= TASK TO COMPLETE =
Please transcribe the lines below exactly, and leave every image behind.

Referring expression data
※
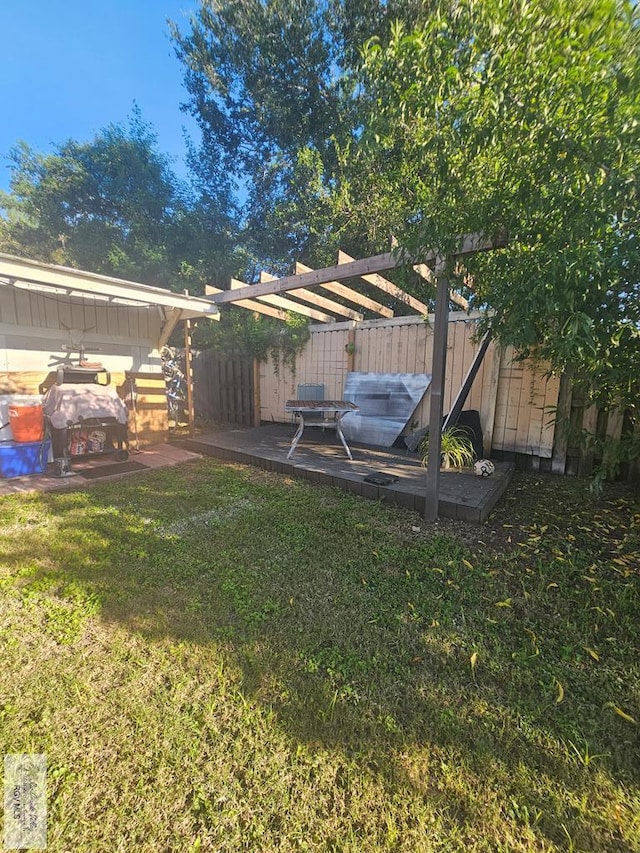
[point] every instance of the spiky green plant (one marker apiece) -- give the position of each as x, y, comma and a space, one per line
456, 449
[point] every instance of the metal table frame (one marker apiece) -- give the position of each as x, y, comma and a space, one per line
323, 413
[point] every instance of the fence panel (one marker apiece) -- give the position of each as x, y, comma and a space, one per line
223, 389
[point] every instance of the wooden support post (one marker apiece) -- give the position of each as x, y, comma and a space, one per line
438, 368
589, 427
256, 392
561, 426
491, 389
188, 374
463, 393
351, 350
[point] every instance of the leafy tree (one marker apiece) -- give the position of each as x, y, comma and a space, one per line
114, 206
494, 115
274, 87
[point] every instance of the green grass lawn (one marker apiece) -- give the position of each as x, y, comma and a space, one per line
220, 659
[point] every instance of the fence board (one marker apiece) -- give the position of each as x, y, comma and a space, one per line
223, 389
※
= EXERCISE ANSWER =
[point] every instance of the spiky green plant (one marker apiece) -- give the position of each as x, y, comma and a space, one per line
456, 449
[point] every instance of the metal table frame (one marker apiece) -- give the position of each as x, y, comma and a space, one per line
323, 413
[point] every instance of the fence panel (one marker apiece) -- give the position of each as x, y, comma and a space, one per line
223, 389
[point] every instance of the wooden support post (one marker apiece) -- give the position of each as x, y, comma and a space, one per line
438, 368
589, 427
256, 392
561, 426
491, 389
188, 374
463, 393
351, 350
[point] every instance of the leafy tree (one marker apiece) -- give the position of each as x, y, comma and a space, one per line
114, 206
494, 115
274, 87
[point] every instance of the green grass lawn (one marker apiece) -- give the position of each as x, y, comma and a space, one per line
220, 659
[point] every instance of the fence board (one marker apiece) -- give the position of each as x, y, comma and a space, one per line
223, 389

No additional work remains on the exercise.